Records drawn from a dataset
============================================================
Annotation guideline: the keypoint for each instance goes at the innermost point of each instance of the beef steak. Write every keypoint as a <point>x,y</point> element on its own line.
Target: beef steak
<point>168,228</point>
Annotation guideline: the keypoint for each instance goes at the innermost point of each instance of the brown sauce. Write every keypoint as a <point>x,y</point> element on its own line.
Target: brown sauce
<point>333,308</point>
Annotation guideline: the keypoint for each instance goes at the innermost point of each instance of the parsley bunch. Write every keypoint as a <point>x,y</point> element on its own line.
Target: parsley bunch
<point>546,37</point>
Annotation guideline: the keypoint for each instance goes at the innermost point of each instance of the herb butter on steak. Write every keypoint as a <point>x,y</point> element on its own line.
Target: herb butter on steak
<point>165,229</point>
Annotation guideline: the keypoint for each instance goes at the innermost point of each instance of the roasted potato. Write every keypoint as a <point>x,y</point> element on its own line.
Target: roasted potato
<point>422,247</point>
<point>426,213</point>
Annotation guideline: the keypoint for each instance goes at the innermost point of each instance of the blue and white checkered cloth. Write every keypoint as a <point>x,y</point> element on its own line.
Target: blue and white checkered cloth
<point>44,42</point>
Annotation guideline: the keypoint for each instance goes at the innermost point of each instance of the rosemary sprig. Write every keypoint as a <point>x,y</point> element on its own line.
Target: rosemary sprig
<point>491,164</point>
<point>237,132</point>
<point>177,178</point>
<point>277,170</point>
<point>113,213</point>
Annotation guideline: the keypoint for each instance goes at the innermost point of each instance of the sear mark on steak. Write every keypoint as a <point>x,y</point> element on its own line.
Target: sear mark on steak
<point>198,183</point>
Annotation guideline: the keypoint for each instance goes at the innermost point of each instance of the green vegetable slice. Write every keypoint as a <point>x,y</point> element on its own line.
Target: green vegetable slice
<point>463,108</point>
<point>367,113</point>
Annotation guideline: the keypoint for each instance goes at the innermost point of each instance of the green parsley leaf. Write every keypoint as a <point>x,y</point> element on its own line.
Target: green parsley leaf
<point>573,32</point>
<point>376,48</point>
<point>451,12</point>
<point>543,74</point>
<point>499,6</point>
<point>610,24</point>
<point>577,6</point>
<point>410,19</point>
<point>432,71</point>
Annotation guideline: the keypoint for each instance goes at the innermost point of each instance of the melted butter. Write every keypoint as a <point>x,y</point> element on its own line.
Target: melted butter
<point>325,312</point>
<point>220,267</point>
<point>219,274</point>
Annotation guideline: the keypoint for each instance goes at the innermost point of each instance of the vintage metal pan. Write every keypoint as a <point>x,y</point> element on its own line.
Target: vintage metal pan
============================================================
#### Aim of the task
In the records, which lines mention the word "vintage"? Copy those lines.

#### Result of the task
Annotation guideline: the keypoint for each instance goes at the innermost point of each instance of the vintage metal pan. Write every keypoint as a <point>x,y</point> element on its own line.
Target: vintage metal pan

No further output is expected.